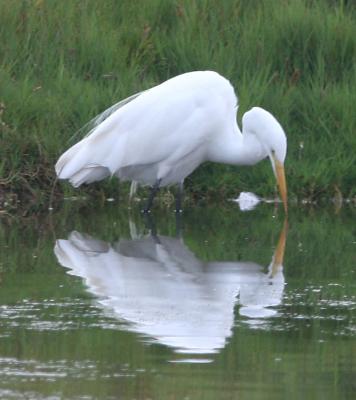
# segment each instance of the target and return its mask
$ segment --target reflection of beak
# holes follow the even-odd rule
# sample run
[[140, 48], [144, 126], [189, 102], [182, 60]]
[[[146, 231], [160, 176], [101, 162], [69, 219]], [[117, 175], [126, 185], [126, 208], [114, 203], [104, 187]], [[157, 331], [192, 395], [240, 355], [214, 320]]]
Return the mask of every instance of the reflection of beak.
[[284, 174], [284, 165], [277, 160], [277, 158], [273, 155], [272, 162], [274, 163], [274, 173], [277, 178], [277, 184], [279, 188], [279, 193], [281, 194], [281, 198], [283, 201], [284, 211], [288, 214], [288, 204], [287, 204], [287, 184], [286, 177]]
[[273, 260], [272, 260], [272, 268], [271, 268], [271, 278], [273, 278], [278, 270], [283, 265], [283, 258], [284, 258], [284, 250], [286, 247], [286, 240], [287, 240], [287, 231], [288, 231], [288, 221], [285, 220], [283, 224], [283, 229], [281, 235], [278, 240], [278, 244], [276, 247], [276, 251], [274, 252]]

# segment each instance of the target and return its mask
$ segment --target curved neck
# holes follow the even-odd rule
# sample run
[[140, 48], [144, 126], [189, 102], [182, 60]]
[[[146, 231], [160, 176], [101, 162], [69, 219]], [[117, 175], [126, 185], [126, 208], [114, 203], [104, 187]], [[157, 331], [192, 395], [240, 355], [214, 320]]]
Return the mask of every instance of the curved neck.
[[232, 165], [253, 165], [267, 157], [257, 137], [241, 134], [237, 124], [230, 132], [219, 134], [209, 146], [208, 160]]

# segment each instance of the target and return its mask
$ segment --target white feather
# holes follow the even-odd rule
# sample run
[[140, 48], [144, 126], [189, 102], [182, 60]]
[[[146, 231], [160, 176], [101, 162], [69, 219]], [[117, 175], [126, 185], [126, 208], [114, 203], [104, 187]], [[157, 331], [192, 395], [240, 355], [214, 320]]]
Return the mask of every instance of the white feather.
[[96, 174], [98, 166], [122, 179], [137, 174], [143, 184], [180, 182], [206, 159], [210, 139], [225, 124], [220, 116], [235, 118], [228, 114], [237, 101], [230, 83], [214, 72], [183, 74], [131, 98], [104, 112], [110, 114], [104, 120], [96, 118], [89, 136], [60, 157], [60, 179], [88, 166]]
[[276, 314], [283, 267], [273, 277], [253, 262], [203, 262], [181, 239], [139, 237], [109, 244], [72, 232], [55, 254], [84, 279], [126, 328], [184, 353], [214, 353], [232, 334], [235, 304], [251, 318]]

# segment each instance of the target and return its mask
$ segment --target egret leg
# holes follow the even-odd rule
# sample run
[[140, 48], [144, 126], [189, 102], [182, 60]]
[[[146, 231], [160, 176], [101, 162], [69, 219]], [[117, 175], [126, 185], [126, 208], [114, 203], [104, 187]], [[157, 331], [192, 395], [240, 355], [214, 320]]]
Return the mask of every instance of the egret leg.
[[184, 196], [184, 181], [179, 182], [178, 190], [176, 193], [176, 213], [181, 213], [182, 210], [182, 201]]
[[159, 191], [159, 185], [161, 184], [162, 179], [157, 179], [156, 183], [151, 188], [150, 196], [147, 200], [146, 207], [142, 210], [144, 213], [148, 213], [151, 210], [153, 199]]

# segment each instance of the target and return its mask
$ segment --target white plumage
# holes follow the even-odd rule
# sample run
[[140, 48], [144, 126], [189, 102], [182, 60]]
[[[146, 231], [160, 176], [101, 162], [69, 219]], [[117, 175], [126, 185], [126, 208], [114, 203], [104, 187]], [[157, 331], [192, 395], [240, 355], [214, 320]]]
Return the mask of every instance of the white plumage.
[[72, 232], [54, 251], [128, 330], [179, 352], [214, 353], [232, 334], [236, 303], [252, 318], [247, 323], [277, 313], [270, 307], [282, 301], [286, 230], [285, 224], [268, 273], [254, 262], [204, 262], [181, 238], [167, 236], [110, 244]]
[[286, 207], [283, 129], [254, 107], [241, 134], [237, 105], [230, 82], [216, 72], [179, 75], [97, 117], [89, 135], [59, 158], [57, 175], [75, 187], [113, 175], [166, 186], [182, 184], [204, 161], [251, 165], [269, 156]]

_ _ _ _

**WHAT YOU HAVE TO DO:**
The entries above should be retyped exactly, minus any pictures.

**SOLUTION TO THIS TASK:**
# segment each instance of the target and return its mask
$ segment --target reflection of beak
# holes follow the even-odd rule
# sample run
[[140, 48], [144, 126], [189, 102], [182, 60]]
[[[146, 231], [160, 176], [101, 162], [69, 219]], [[117, 175], [126, 185], [126, 208], [114, 203], [104, 187]], [[157, 331], [192, 395], [240, 355], [214, 320]]]
Return the mask of every instance of the reflection of beak.
[[284, 174], [284, 165], [277, 160], [277, 158], [273, 155], [272, 162], [274, 163], [274, 173], [277, 178], [277, 184], [279, 188], [279, 193], [281, 194], [281, 198], [283, 201], [284, 211], [288, 214], [288, 204], [287, 204], [287, 184], [286, 177]]
[[273, 260], [272, 260], [272, 268], [271, 268], [271, 278], [273, 278], [278, 270], [283, 265], [283, 258], [284, 258], [284, 250], [286, 247], [286, 240], [287, 240], [287, 231], [288, 231], [288, 221], [285, 220], [283, 224], [283, 229], [281, 235], [278, 240], [278, 244], [276, 247], [276, 251], [274, 252]]

# segment each instance of the target and return its mask
$ segment --target curved neck
# holes follow the even-odd rule
# sample run
[[140, 48], [144, 126], [189, 102], [182, 60]]
[[[146, 231], [160, 176], [101, 162], [69, 219]], [[117, 175], [126, 185], [126, 208], [114, 203], [104, 187]], [[157, 331], [192, 395], [240, 355], [214, 320]]]
Return the mask of every instance of the curved neck.
[[232, 165], [253, 165], [267, 157], [257, 137], [241, 134], [237, 124], [230, 132], [219, 134], [209, 146], [208, 160]]

# segment each instance of the target and return its mask
$ segment --target white feather
# holes follow the even-odd rule
# sample run
[[140, 48], [144, 126], [189, 102], [182, 60]]
[[[146, 231], [160, 176], [101, 162], [69, 219]], [[117, 175], [126, 185], [126, 208], [114, 203], [104, 187]], [[157, 331], [192, 395], [240, 355], [214, 320]]]
Return the mask of every instance of the white feather.
[[96, 174], [98, 166], [122, 179], [137, 174], [143, 184], [180, 182], [206, 159], [210, 139], [225, 124], [220, 116], [235, 118], [228, 114], [237, 101], [230, 83], [214, 72], [183, 74], [131, 98], [104, 112], [110, 114], [104, 120], [96, 118], [89, 136], [60, 157], [60, 179], [88, 166]]
[[276, 314], [283, 267], [273, 277], [253, 262], [203, 262], [181, 239], [139, 237], [109, 244], [72, 232], [55, 254], [84, 279], [126, 328], [184, 353], [214, 353], [232, 334], [235, 304], [251, 318]]

# segment each instance of the target and return its mask
$ segment --target egret leg
# holes follow the even-odd rule
# sample run
[[140, 48], [144, 126], [189, 102], [182, 60]]
[[[146, 231], [160, 176], [101, 162], [69, 219]], [[117, 175], [126, 185], [126, 208], [114, 203], [104, 187]], [[157, 331], [192, 395], [240, 355], [214, 320]]]
Return the mask of every instance of the egret leg.
[[184, 196], [184, 181], [179, 182], [178, 190], [176, 193], [176, 213], [181, 213], [182, 210], [182, 201]]
[[159, 191], [159, 185], [161, 184], [162, 179], [157, 179], [156, 183], [151, 188], [150, 196], [147, 200], [146, 207], [142, 210], [144, 213], [148, 213], [151, 210], [153, 199]]

# segment each instance of the target and return its mask
$ segment --target white plumage
# holes follow the even-odd rule
# sample run
[[140, 48], [144, 126], [189, 102], [182, 60]]
[[[146, 231], [160, 176], [101, 162], [69, 219]], [[117, 175], [126, 185], [126, 208], [114, 203], [104, 187]], [[157, 331], [192, 395], [240, 355], [214, 320]]]
Return the mask of every instance of the white plumage.
[[72, 232], [54, 251], [128, 330], [179, 352], [214, 353], [232, 334], [236, 303], [252, 318], [247, 323], [277, 313], [270, 307], [282, 301], [286, 230], [285, 224], [268, 273], [254, 262], [204, 262], [181, 238], [167, 236], [110, 244]]
[[286, 207], [283, 129], [254, 107], [241, 134], [237, 105], [230, 82], [216, 72], [179, 75], [97, 117], [89, 135], [59, 158], [57, 175], [75, 187], [113, 175], [166, 186], [182, 184], [204, 161], [251, 165], [269, 156]]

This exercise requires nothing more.